Actions to take
a - According to the LED reflector thread, why couldn't Klaus use the parabolic reflector he tried? Answer in one to three sentences.
b - List every person named as a participant in the LED reflector thread.
c - Write the next part of the LED reflector thread, picking up after its final line.

Extract provided
◆ ◆ ◆
Briarcliff Manor NY 10510

http://electrooptical.net
http://hobbs-eo.com

 

[Klaus Kragelund]

On Friday, February 7, 2020 at 7:37:04 PM UTC+1, Phil Hobbs wrote:

On 2020-02-07 13:01, Klaus Kragelund wrote:
Hi

I have a prototype setup where I need to turn a 145 degree intensity
field from a LED into a parallel field

There is no readily available lenses so I was thinking about 3D
printing PLA to make a custom reflector

But then I need reflective paint. What can I use, a chrome paint or?

Cheers

Klaus


A paraboloidal mirror is your friend. You can also get a LED reflector:

ASSY REFLECTOR LUMAWISE 10DEG 43MM SNAP 1-2154430-1 TE Conn $3

The LED I am using is this one:

https://www.lumileds.com/uploads/265/DS68-pdf

I have tried parabolic reflector, but due to the construction of the PCB I could not position the LED in the focus point


Maybe I should redo the setup, since I think you are right, the off the shelf reflector is a lot easier

Cheers

Klaus

 

[John Larkin]

On Fri, 7 Feb 2020 10:01:25 -0800 (PST), Klaus Kragelund
<klauskvik@hotmail.com> wrote:

Hi

I have a prototype setup where I need to turn a 145 degree intensity field from a LED into a parallel field

There is no readily available lenses so I was thinking about 3D printing PLA to make a custom reflector

But then I need reflective paint. What can I use, a chrome paint or?

Cheers

Klaus

3D printing is slow and makes gritty surfaces.

Maybe press aluminum foil into a mold?

Vacuum forming can be cool. I wonder if you could vac form aluminized
plastic.

There's probably a suitable cheap reflector already available
somewhere. Maybe in a car tail-light or something.



--

John Larkin Highland Technology, Inc
picosecond timing precision measurement

jlarkin att highlandtechnology dott com
http://www.highlandtechnology.com

 

[Klaus Kragelund]

On Friday, February 7, 2020 at 8:39:16 PM UTC+1, Phil Hobbs wrote:

On 2020-02-07 14:26, Dave Platt wrote:
In article <d0dfbdd7-6d0d-4a36-a526-05ca49283a1c@googlegroups.com>,
Klaus Kragelund <klauskvik@hotmail.com> wrote:
Hi

I have a prototype setup where I need to turn a 145 degree intensity field from a LED into a parallel field

There is no readily available lenses so I was thinking about 3D printing PLA to make a custom reflector

But then I need reflective paint. What can I use, a chrome paint or?
◆ ◆ ◆
(Data items)
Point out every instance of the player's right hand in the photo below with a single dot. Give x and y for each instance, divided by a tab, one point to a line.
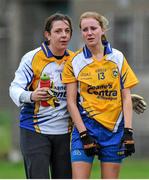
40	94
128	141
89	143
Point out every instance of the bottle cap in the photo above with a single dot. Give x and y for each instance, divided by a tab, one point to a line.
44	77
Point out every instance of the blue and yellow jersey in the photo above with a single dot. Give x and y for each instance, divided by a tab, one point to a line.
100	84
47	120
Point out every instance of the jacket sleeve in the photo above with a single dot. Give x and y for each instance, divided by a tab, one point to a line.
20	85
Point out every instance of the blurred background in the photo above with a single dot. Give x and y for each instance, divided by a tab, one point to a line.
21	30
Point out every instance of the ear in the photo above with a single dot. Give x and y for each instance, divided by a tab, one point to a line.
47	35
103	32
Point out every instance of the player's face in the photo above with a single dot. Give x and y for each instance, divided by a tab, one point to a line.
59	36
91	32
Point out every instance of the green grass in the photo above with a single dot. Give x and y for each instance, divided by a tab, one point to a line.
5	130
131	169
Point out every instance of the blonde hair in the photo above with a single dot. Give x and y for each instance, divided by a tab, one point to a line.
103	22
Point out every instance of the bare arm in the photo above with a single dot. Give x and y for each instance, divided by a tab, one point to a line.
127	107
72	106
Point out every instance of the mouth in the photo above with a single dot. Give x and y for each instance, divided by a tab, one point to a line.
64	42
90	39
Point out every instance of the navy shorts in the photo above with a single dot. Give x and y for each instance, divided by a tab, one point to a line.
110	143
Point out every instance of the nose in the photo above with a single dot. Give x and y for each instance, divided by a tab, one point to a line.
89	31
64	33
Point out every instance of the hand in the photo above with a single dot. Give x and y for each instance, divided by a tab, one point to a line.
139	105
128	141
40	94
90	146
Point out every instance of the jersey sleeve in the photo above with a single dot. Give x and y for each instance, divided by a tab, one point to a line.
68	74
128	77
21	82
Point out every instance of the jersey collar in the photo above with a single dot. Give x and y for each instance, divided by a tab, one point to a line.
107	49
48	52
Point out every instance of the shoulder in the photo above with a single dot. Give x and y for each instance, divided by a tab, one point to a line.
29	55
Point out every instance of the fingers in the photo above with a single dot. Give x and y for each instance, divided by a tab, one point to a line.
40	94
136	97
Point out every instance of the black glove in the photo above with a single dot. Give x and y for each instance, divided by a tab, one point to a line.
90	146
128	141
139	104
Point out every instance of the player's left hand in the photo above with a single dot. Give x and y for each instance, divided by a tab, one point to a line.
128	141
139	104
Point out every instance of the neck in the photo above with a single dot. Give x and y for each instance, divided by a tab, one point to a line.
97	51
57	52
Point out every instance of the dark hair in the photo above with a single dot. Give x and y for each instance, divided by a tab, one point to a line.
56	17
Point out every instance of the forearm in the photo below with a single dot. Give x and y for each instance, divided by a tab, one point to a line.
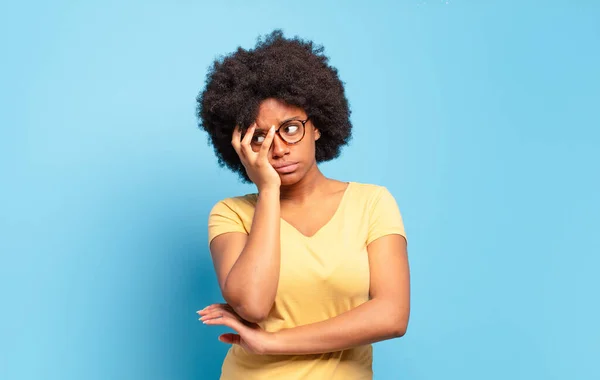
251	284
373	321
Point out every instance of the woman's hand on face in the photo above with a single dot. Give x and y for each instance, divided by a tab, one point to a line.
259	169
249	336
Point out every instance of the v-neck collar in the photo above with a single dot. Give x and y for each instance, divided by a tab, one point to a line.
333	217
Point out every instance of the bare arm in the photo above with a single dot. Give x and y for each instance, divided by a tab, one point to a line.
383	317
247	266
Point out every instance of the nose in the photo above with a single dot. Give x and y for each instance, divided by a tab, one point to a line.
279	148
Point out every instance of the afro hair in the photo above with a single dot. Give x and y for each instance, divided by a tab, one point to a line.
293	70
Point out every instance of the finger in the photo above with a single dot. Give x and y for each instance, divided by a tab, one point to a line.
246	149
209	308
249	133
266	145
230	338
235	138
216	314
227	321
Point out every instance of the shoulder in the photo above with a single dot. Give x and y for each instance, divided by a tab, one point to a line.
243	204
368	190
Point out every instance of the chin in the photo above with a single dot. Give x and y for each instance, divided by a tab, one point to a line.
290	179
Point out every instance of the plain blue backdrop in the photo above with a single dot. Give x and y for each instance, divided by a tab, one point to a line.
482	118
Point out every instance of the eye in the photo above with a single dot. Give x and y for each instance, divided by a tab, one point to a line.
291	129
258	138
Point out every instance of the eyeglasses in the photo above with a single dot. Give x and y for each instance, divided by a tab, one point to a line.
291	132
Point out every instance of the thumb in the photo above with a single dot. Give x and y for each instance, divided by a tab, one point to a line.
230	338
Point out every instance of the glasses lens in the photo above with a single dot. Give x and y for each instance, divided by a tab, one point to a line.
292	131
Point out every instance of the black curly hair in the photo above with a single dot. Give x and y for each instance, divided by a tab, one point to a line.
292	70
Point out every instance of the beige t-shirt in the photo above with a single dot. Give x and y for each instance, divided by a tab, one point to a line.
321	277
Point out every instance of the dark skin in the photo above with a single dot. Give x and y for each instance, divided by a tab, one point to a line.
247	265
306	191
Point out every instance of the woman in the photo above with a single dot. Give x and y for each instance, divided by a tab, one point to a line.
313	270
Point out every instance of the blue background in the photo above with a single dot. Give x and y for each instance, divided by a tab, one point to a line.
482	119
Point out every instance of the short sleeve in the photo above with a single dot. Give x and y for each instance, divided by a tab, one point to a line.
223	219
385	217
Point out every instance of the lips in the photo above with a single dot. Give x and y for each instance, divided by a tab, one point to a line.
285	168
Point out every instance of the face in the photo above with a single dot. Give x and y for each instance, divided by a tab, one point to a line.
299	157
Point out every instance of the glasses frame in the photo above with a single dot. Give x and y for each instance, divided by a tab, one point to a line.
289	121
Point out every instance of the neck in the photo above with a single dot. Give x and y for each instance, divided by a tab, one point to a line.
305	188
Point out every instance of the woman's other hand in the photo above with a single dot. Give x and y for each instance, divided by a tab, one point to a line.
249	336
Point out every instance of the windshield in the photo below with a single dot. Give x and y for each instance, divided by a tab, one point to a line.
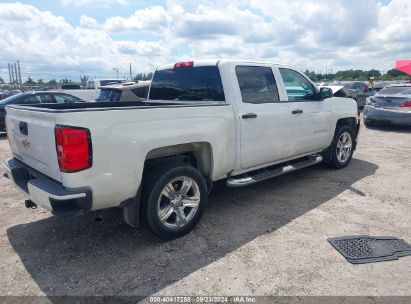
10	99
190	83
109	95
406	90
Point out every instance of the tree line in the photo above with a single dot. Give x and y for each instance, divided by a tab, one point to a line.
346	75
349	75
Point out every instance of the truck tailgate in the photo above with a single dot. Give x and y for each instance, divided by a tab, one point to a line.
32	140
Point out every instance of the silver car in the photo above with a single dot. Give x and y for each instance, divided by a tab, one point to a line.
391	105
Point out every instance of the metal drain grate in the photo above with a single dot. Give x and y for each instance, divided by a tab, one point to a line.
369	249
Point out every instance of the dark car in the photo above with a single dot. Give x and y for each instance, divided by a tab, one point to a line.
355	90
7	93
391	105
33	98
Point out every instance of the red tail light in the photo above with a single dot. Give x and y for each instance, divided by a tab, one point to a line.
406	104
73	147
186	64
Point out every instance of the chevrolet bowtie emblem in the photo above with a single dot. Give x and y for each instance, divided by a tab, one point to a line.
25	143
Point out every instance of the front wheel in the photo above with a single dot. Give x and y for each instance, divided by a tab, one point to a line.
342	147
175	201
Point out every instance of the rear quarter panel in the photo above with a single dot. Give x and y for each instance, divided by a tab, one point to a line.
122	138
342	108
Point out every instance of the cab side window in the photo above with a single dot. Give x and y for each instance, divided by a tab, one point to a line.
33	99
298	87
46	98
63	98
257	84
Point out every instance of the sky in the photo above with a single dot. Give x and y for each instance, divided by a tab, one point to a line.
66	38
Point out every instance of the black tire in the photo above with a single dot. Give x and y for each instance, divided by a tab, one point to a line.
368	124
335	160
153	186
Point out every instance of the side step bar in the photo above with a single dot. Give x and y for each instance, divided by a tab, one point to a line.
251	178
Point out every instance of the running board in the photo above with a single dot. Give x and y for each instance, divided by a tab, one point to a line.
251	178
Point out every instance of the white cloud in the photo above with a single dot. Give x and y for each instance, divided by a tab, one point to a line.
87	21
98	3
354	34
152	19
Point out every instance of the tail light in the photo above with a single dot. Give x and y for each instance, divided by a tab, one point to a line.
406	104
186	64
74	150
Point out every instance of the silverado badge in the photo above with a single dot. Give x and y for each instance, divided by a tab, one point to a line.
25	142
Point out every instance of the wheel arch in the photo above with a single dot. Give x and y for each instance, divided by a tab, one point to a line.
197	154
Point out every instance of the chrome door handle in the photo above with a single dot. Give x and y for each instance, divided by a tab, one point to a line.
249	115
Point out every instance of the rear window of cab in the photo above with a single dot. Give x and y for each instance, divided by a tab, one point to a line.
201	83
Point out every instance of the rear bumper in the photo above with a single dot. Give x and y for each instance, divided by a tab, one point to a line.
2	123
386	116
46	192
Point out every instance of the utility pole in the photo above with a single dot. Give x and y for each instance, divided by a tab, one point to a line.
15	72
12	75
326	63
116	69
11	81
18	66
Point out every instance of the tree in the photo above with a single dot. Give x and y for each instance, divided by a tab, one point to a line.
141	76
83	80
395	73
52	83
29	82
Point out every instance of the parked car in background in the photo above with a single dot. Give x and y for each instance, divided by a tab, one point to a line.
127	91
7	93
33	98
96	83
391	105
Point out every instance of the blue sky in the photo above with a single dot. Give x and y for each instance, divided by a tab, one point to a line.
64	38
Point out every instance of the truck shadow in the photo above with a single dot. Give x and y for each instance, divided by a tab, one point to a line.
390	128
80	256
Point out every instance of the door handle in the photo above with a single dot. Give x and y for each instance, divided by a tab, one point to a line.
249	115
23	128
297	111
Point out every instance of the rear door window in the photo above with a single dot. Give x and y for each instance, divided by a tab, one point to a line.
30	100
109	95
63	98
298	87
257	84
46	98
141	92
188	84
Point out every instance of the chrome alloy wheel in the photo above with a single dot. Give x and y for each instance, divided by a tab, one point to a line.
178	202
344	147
◆ ◆ ◆
Answers in order
a - Because of how his PCB was built, he could not place the LED at the reflector's focus point.

b - Klaus Kragelund, Phil Hobbs, John Larkin, Dave Platt

c -
It sounds as if what you want to do, is something vaguely similar to
what Bausch & Lomb did with their "Nicholas" illuminator for their
stereo microscopes. If I recall correctly the B&L Nicholas
illuminator uses both lenses, and a reflective tube to collimate the
beam.

Any sort of paint I can think of, is going to turn your reflector
surface into a diffuser... the unevenness of the paint surface is
going to be quite a few wavelengths. You'll get a lot of light coming
off of it at angles which result in a "sort of parallel" field,
overall... that may or may not be adequate for your application. If
you just need effective illumination, maybe so... if you're expecting
sharp-edged shadows, probably not.

If you really do need a well-collimated beam, you're going to need
something approaching an optically-accurate reflective surface. To me
that suggests "smooth it carefully, buff on some graphite, and then
electroplate it". A commercial silver-plating company might be able
to deposit-and-polish.

I suspect that a lens-based approach is likely to be easier to get
working properly. Sure you can't find anything in Edmund's catalog
which could be pressed into service?


Lenses are heartbreakingly inefficient for this job, trust me. A
large-aperture paraboloid with the LED at the focus (pointing at the
mirror) is the ticket.

LEDs are spatially incoherent, and so radiate into a hemisphere (pi
steradians projected solid angle). The projected solid angle of a lens
with a given numerical aperture is pi*NA**2. (A hemisphere corresponds
to NA=1.) So the light collection efficiency of a lens is just NA**2.

A super-large aperture lens, such as 25 mm FL, 25 mm diameter, has an NA
of 0.5, meaning that it collects only a quarter of the light. It also
has horrible aberrations, so the collimated beam quality is poor. Most
lens-based condenser systems are much less efficient than that--a 100 mm
FL lens of 25 mm diameter collects only 1/64 of the light.

We did try with a lense and a fiberoptic cable. The loss was horific. So like you say, I will need to try another solution and the reflector looks good

 

[John Larkin]

On Fri, 7 Feb 2020 14:39:04 -0500, Phil Hobbs
<pcdhSpamMeSenseless@electrooptical.net> wrote:

On 2020-02-07 14:26, Dave Platt wrote:
In article <d0dfbdd7-6d0d-4a36-a526-05ca49283a1c@googlegroups.com>,
Klaus Kragelund <klauskvik@hotmail.com> wrote:
Hi

I have a prototype setup where I need to turn a 145 degree intensity field from a LED into a parallel field

There is no readily available lenses so I was thinking about 3D printing PLA to make a custom reflector

But then I need reflective paint. What can I use, a chrome paint or?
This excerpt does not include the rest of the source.